Short task 1:
Please answer these questions using the article on hip-hop and the Grammys:
(a) What was the last hip-hop record to win Album of the Year, and in what year?
(b) According to Metacritic, which album was the most critically acclaimed of 2013?
(c) In which two genres did Rob Kenner refrain from voting?
Short task 2:
Carry on the article about hip-hop and the Grammys, picking up right after its last sentence.

Things haven't gotten much better. Earlier this year, when Macklemore won Best Rap Album over Kendrick Lamar, he was embarrassingly embarrassed, to the point where he texted Lamar an apology and infamously posted it for the world to see. As Drake subsequently pointed out, that was a questionable and pretty cowardly move, but it also provided an awkward glimpse into how artists in the genre's inner circle feel about what it means to win a Grammy today. "This is how the world works," Drake said, tacitly acknowledging the politics at play. "Whether people wanna say it's racial, or whether it's just the fact that [Macklemore] tapped into something we can't tap into."

3. Only three Album of the Year awards have ever been given to hip-hop records
Hip-hop albums often get stuck in the rap categories, and don't have the same chances when it comes to competing for the big titles. The last hip-hop record to win Album of the Year was OutKast'sSpeakerboxxx/The Love Below in 2004. In the years since, Kanye West's Late Registration lost out to U2; Lil Wayne's Tha Carter IIIlost out to Robert Plant and Alison Krauss; Frank Ocean's channel ORANGE lost out to Mumford and Sons, and Kendrick Lamar's good kid, m.A.A.d city was skipped over for Daft Punk. This year, no hip-hop albums were nominated.

4. Kanye hasn't been up for Album of the Year since Graduation
Of all these snubs, Yeezy's feels the most prolonged. For a while, the Grammys treated West favorably: The College Dropout andGraduation were, like Late Registration, both nominated for Album of the Year, despite not winning. But 2008 marked West's last nomination for Album of the Year. 808s & Heartbreak didn't receive a nod for either Album of the Year or Best Rap Album; My Beautiful Dark Twisted Fantasy, Watch The Throne and Yeezus—according to Metacritic, the three most critically acclaimed albums he has ever made—were only nominated for the latter category, not the more prestigious former. Metacritic also determined that Yeezus, despite suffering diminishing sales figures after its release, was overall the most critically acclaimed album of 2013. But Album of the Year that year went to inoffensive English folk group Mumford and Sons, whose Babel was the highest-selling debut album in the US in 2012, despite having a much lower critical score.

West, who has never stopped short of saying what's on his mind when it comes to sacred American institutions and their gatekeepers,offered a salient critique during a Yeezus concert in 2013. "Fuck those nominations!" he told the crowd, speaking of the Best Rap Album and Best Rap Song tips he had just received. "I'm 36 years old and I have 21 Grammys. That's the most Grammys of any 36-year-old. Out of all of those 21 Grammys, I've never won a Grammy against a white artist… What are they trying to say? Do they think that I wouldn't notice?"

5. The people picking the winners are out of touch
Last year, the journalist Rob Kenner shed light on what it's like to be a Grammy voter, and why the system has such a skewed perspective. There are two rounds of voting, of which Kenner takes part in the first, and which sees every voter in the Recording Academy being given the ability to vote in most categories, whether or not they know anything about them. "Bottom line: the vast majority of the nominations are chosen by people who have little real expertise in a given field. I refrained from voting in heavy metal and classical because I know very little about those genres. But I could have if I wanted to, and that strikes me as a problem."

Provided data:
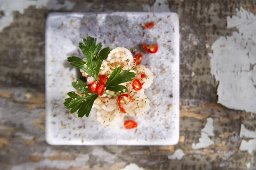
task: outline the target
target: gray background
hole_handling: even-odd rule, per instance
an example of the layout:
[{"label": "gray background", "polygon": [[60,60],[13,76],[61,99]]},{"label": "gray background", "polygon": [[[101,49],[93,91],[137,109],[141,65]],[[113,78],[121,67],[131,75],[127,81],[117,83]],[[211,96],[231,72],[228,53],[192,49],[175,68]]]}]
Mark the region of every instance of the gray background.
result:
[{"label": "gray background", "polygon": [[[241,124],[256,129],[255,116],[216,103],[218,82],[210,74],[210,47],[226,28],[235,8],[256,12],[253,0],[74,0],[71,9],[29,6],[13,11],[0,32],[0,169],[114,170],[130,163],[145,169],[256,169],[255,151],[239,150]],[[55,2],[55,1],[54,1]],[[63,0],[57,1],[63,4]],[[159,2],[161,2],[159,3]],[[250,4],[250,5],[248,5]],[[254,6],[253,6],[254,5]],[[44,136],[44,26],[49,12],[168,11],[180,24],[180,142],[174,146],[52,146]],[[4,10],[3,15],[5,17]],[[2,18],[0,18],[1,20]],[[195,75],[192,76],[194,71]],[[213,120],[214,144],[195,150],[207,118]],[[177,149],[181,160],[168,159]]]}]

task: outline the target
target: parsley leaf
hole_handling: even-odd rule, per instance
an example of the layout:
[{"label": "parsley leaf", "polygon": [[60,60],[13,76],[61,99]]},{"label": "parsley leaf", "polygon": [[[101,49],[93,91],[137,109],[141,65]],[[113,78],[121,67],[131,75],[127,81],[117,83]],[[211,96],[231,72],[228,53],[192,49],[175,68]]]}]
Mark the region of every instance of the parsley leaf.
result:
[{"label": "parsley leaf", "polygon": [[89,116],[93,102],[99,96],[97,94],[92,93],[90,95],[81,96],[74,91],[68,93],[67,95],[70,97],[65,99],[64,105],[66,108],[71,109],[71,113],[78,110],[79,117],[82,117],[84,115],[86,117]]},{"label": "parsley leaf", "polygon": [[91,93],[89,86],[81,79],[76,79],[76,82],[72,83],[72,86],[80,92]]},{"label": "parsley leaf", "polygon": [[79,46],[82,51],[87,62],[75,56],[68,57],[67,61],[71,62],[70,65],[83,70],[99,83],[98,77],[100,67],[104,59],[109,54],[110,48],[109,47],[106,47],[99,53],[102,45],[101,42],[96,44],[96,38],[88,36],[86,39],[84,38],[84,43],[79,43]]},{"label": "parsley leaf", "polygon": [[119,84],[133,80],[136,74],[132,71],[130,71],[130,70],[125,70],[122,73],[121,73],[121,67],[115,68],[107,81],[105,85],[106,90],[121,92],[122,93],[124,93],[124,90],[126,92],[128,91],[125,86]]}]

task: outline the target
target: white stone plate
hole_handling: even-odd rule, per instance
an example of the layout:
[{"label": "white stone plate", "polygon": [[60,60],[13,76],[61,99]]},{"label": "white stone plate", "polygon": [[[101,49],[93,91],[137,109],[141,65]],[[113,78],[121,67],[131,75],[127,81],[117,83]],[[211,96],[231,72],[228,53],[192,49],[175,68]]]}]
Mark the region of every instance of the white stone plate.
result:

Final result 1:
(a) OutKast's Speakerboxxx/The Love Below, in 2004.
(b) Yeezus.
(c) Heavy metal and classical.

Final result 2:
This leads to bigger names amassing more votes purely because of their visibility. "Famous people tend to get more votes from clueless Academy members, regardless of the quality of their work," Kenner explained. "This is especially true in specialized categories like reggae and, to a lesser extent, hip-hop, where many voting members of the Recording Academy (who tend to skew older than the demographic for rap music) may not be well acquainted with the best releases in any given year." The final nominees and winners are then determined by a secret committee, who have the power to override the votes in the big four categories as well as those for Gospel, Country, R&B, Latin, Jazz, and Music Video (notably not Rap). Critics over the years have observed that this committee's choices seem to be more concerned with TV ratings than they are with fair representation of artists.

IN 2014:
6. Every Best New Artist nominee is white
Glancing back up at Drake's "Hood Grammys" nominees—all of whom have had massive years—it seems impossible to grasp that all the nominations for Best New Artist have gone to white artists. To give the Grammys the benefit of the doubt, their list aligns neatly with the Billboard list of the top breakthrough artists of the year(based on sales, airplay and streaming)—Iggy Azalea, Sam Smith and Bastille all feature prominently on both. In this case, their choices seem to be purely about algorithms rather than cultural innovation or impact—which is not ideal, but reveals the logic behind the all-white choices.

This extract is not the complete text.